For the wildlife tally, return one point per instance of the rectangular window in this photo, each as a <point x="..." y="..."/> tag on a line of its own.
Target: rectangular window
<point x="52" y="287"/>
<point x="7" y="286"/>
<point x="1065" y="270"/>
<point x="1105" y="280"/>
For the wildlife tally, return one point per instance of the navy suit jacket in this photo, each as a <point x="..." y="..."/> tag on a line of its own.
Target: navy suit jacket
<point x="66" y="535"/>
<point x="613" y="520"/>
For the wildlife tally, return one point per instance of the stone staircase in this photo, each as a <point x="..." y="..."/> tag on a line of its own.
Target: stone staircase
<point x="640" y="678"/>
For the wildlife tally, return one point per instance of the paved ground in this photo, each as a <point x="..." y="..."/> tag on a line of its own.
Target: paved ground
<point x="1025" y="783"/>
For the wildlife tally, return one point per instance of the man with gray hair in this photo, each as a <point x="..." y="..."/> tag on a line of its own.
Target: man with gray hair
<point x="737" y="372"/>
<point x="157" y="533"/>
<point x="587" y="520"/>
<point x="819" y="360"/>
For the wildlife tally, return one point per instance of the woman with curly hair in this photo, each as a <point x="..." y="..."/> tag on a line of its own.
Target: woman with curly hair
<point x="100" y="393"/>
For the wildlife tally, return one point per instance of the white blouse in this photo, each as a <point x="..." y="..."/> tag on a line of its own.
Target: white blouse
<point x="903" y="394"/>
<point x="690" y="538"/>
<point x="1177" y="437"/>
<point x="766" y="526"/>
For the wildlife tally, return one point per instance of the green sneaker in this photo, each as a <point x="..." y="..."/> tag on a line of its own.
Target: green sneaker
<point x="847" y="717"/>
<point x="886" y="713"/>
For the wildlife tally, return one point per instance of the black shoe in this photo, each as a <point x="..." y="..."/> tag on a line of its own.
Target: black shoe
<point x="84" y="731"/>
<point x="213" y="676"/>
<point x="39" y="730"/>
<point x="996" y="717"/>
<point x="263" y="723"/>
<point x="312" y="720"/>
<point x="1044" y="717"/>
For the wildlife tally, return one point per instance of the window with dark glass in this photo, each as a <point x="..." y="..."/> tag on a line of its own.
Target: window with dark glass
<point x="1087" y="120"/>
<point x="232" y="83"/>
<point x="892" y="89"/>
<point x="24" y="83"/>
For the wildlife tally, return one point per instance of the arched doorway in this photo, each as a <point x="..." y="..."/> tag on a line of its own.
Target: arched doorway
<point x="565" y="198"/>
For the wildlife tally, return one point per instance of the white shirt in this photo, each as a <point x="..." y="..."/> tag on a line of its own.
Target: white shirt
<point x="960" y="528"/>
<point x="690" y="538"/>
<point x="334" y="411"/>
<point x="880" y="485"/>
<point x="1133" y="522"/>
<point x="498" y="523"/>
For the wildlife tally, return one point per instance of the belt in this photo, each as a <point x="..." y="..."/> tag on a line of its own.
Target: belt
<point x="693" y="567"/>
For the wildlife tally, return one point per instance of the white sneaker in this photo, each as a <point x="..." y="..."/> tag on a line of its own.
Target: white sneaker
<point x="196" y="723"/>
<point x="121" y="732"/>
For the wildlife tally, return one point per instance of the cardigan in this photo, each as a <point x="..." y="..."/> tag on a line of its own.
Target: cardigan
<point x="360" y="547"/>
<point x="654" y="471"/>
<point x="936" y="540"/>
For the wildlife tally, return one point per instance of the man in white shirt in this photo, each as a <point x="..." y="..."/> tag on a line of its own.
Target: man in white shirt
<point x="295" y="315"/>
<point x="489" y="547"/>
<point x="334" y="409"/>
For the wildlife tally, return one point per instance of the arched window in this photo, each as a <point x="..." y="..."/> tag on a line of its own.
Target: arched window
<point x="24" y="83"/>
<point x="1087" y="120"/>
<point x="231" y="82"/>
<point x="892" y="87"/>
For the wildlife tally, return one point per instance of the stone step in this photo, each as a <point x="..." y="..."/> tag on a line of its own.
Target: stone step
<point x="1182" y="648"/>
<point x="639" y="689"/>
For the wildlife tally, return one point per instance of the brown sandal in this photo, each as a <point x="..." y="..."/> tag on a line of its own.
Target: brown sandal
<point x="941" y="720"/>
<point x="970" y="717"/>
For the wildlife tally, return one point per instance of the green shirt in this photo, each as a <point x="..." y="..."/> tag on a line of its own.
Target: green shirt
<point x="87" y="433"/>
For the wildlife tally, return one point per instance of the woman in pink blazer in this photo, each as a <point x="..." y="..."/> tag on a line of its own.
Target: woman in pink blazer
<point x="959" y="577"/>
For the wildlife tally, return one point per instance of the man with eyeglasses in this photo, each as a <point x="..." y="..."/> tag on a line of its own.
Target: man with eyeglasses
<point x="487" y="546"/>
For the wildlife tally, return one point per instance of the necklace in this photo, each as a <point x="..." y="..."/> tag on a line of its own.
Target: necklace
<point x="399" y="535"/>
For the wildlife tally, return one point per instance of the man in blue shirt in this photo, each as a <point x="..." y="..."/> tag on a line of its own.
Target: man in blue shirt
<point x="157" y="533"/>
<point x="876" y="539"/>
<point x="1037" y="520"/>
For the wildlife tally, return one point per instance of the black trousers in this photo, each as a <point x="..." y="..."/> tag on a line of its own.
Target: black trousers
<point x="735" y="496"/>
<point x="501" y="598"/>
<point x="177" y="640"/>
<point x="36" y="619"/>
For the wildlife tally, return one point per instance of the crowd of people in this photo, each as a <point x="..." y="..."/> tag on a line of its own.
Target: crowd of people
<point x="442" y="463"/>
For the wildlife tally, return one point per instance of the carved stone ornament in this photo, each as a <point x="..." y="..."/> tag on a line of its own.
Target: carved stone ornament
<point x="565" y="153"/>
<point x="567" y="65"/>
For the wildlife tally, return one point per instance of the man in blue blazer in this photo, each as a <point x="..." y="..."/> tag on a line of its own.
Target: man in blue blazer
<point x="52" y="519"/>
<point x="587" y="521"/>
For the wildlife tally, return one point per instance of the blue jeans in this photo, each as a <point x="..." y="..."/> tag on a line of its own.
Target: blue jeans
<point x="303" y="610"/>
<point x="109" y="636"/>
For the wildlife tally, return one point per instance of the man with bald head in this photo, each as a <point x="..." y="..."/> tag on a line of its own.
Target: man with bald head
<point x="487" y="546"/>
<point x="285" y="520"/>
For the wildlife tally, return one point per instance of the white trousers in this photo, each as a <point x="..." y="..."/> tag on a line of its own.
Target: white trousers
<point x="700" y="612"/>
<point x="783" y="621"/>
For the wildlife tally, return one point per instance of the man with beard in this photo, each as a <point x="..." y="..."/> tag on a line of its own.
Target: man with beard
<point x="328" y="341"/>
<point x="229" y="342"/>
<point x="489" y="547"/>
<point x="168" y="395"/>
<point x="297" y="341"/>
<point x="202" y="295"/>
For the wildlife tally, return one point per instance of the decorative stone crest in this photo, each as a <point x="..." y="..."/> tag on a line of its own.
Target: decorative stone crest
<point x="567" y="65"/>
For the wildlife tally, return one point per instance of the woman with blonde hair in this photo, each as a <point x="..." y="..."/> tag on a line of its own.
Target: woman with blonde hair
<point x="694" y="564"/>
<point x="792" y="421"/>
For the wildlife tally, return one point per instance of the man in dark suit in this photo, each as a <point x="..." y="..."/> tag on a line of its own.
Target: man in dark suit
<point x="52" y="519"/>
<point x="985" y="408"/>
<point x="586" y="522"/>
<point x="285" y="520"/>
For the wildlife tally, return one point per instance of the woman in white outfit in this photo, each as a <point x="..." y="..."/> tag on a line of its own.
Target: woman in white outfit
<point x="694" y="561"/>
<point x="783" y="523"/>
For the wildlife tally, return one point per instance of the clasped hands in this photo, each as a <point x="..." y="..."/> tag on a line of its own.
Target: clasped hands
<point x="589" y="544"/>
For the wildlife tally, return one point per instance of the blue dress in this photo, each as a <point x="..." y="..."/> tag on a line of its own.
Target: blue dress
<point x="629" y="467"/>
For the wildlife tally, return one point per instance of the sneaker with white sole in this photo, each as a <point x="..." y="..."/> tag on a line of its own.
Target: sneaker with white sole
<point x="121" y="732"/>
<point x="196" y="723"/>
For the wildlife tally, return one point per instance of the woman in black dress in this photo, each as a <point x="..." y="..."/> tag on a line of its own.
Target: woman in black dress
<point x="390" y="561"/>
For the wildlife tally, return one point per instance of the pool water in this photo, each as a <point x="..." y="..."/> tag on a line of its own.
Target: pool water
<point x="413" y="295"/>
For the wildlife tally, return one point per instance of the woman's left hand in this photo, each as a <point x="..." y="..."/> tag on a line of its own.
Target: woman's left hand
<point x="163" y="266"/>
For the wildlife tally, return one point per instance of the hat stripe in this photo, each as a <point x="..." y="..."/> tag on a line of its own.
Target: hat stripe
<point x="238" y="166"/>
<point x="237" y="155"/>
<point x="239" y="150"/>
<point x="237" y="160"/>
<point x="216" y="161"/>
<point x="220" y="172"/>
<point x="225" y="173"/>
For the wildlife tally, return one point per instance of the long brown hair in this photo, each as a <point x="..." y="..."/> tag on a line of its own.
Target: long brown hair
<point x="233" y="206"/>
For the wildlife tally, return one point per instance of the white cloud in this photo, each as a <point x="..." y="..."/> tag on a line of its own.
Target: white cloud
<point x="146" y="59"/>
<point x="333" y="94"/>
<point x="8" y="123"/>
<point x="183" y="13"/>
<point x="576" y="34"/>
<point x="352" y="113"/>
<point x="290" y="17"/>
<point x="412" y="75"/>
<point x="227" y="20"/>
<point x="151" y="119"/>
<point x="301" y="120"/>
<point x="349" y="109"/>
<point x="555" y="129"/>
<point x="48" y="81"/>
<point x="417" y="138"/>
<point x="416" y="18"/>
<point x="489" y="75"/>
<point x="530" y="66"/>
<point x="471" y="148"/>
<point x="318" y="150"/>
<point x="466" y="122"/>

= What the task requires =
Repeat exactly the lines from the line containing "black dress in" through the end of the listing above; both boundary lines are part of the output.

= Written reply =
For the wildlife tally, return one point per instance of the woman in black dress in this photo, each as a <point x="..." y="..."/> tag on a line of its own.
Target: woman in black dress
<point x="390" y="561"/>
For the wildlife tally, return one point per instance of the pool water in this photo, each as a <point x="..." y="..."/> tag on a line of its own.
Target: pool water
<point x="413" y="295"/>
For the wildlife tally, return one point per instance of the woman's left hand in this photo, each as a <point x="..." y="..."/> tag on a line of its own.
Target: woman's left hand
<point x="163" y="266"/>
For the wildlife tally, return one point per instance of the hat stripe in this photo, each as a <point x="..." y="..."/> tag on a line of its own.
Target: hat stripe
<point x="238" y="166"/>
<point x="237" y="155"/>
<point x="239" y="150"/>
<point x="237" y="160"/>
<point x="216" y="161"/>
<point x="220" y="172"/>
<point x="225" y="173"/>
For the wildlife tally, return one point per instance of the long brown hair in this photo, each as a <point x="..." y="..."/> tag on a line of its own.
Target: long brown hair
<point x="233" y="206"/>
For the wildlife tally, return one point per instance of the white cloud in this photo, each as a <point x="..." y="..."/> tag on a line of its own.
Target: white cloud
<point x="146" y="59"/>
<point x="333" y="94"/>
<point x="8" y="123"/>
<point x="183" y="13"/>
<point x="576" y="34"/>
<point x="352" y="113"/>
<point x="290" y="17"/>
<point x="412" y="75"/>
<point x="227" y="20"/>
<point x="151" y="119"/>
<point x="301" y="120"/>
<point x="349" y="109"/>
<point x="555" y="129"/>
<point x="48" y="81"/>
<point x="417" y="138"/>
<point x="416" y="18"/>
<point x="489" y="75"/>
<point x="530" y="66"/>
<point x="471" y="148"/>
<point x="318" y="150"/>
<point x="466" y="122"/>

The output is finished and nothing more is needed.